Point annotation data
>>>>>
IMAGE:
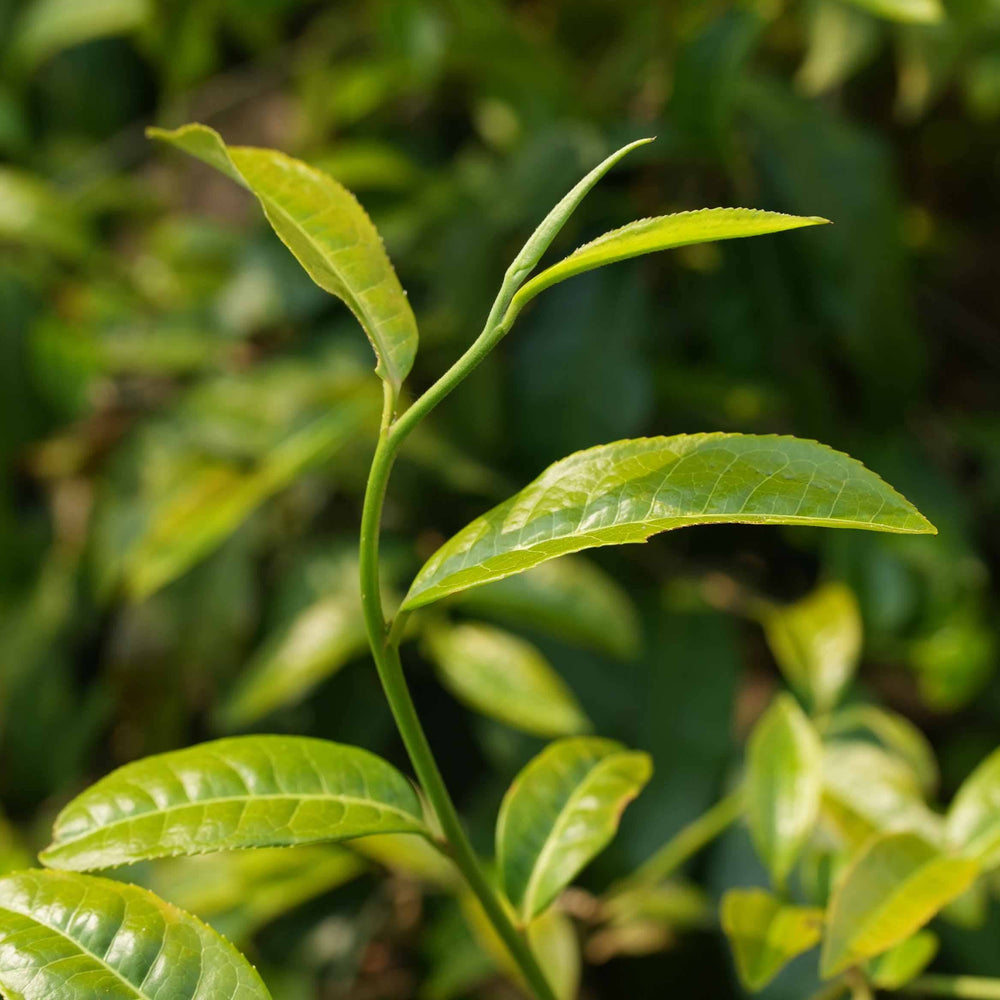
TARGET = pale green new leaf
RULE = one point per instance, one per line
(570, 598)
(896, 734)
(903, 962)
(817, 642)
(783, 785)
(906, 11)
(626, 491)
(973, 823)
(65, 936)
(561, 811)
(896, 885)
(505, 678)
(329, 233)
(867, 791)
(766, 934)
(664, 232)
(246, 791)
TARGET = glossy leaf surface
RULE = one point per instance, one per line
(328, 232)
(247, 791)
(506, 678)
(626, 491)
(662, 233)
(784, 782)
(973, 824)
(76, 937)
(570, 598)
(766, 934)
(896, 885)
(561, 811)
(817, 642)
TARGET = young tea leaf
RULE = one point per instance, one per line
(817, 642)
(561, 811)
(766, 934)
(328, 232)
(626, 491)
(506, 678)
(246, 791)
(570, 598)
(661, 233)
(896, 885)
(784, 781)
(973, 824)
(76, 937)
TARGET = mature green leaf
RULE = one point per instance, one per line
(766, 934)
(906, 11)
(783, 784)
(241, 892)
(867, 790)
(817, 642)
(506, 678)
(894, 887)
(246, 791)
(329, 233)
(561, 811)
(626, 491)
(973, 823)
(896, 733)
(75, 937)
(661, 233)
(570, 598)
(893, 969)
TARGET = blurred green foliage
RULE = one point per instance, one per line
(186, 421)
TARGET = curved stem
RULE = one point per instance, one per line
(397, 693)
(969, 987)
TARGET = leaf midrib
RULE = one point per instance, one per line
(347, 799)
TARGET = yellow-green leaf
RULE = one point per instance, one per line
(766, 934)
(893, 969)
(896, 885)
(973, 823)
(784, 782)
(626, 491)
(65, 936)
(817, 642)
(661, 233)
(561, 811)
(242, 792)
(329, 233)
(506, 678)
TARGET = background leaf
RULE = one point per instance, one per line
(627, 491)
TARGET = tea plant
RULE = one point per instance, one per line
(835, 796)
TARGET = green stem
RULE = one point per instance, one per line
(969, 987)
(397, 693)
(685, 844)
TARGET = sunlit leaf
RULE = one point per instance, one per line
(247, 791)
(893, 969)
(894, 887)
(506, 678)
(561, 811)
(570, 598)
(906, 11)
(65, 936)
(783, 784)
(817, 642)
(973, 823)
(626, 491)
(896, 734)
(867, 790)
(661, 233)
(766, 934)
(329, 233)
<<<<<
__GIVEN REQUEST__: Format the records above as a two-column CSV with the columns "prompt" and "points," one row per record, with each field in double quotes and line breaks replaced by spaces. Leave the pictures out.

__SOLUTION__:
prompt,points
"IMAGE: TARGET = pale green new leaf RULE = one point per instance, one per line","(570, 598) (896, 734) (903, 962) (817, 642) (783, 785) (906, 11) (626, 491) (973, 823) (65, 936) (561, 811) (896, 885) (505, 678) (329, 233) (867, 791) (766, 934) (664, 232) (246, 791)"
"TARGET = glossy leaf surface RULE = one point per instance, one per line","(328, 232) (247, 791) (506, 678) (626, 491) (662, 233) (784, 782) (973, 824) (76, 937) (570, 598) (766, 934) (896, 885) (561, 811) (817, 642)"
"TARGET = young tea leaf RULE = one point per instance, one per line","(817, 642) (561, 811) (766, 934) (328, 232) (626, 491) (506, 678) (246, 791) (570, 598) (661, 233) (896, 885) (784, 781) (973, 824) (76, 937)"
"TARGET = mature green leaf RULE = one point per instance, one per line","(766, 934) (906, 11) (783, 784) (241, 892) (867, 790) (817, 642) (506, 678) (894, 887) (246, 791) (329, 233) (561, 811) (626, 491) (973, 823) (896, 733) (75, 937) (661, 233) (570, 598) (893, 969)"
"TARGET = blurred green foliage RULE = one point per instance, one per line","(186, 421)"
"TARGET = curved stem RULE = one point per instance, one per line","(397, 693) (969, 987)"
"TARGET = leaf midrib RULE = one point per instance, one per line","(347, 799)"
"TARGET = yellow-green leaf RULE = one point per instance, one per line","(766, 934) (893, 969) (896, 885) (973, 823) (784, 782) (626, 491) (65, 936) (817, 642) (661, 233) (561, 811) (242, 792) (329, 233) (506, 678)"
"TARGET = background leaf RULE = one point per instance, one per line","(627, 491)"
"TARGET = tea plant RULE = one point per instance, one per line","(835, 796)"
"TARGET = green stem RULE = one point per instance, one per line","(969, 987) (397, 693) (685, 844)"
"TARGET = sunlit leaf RULE = one point per instance, one per line","(247, 791) (893, 969) (894, 887) (506, 678) (561, 811) (570, 598) (906, 11) (65, 936) (783, 784) (817, 642) (973, 823) (626, 491) (896, 734) (867, 790) (661, 233) (766, 934) (329, 233)"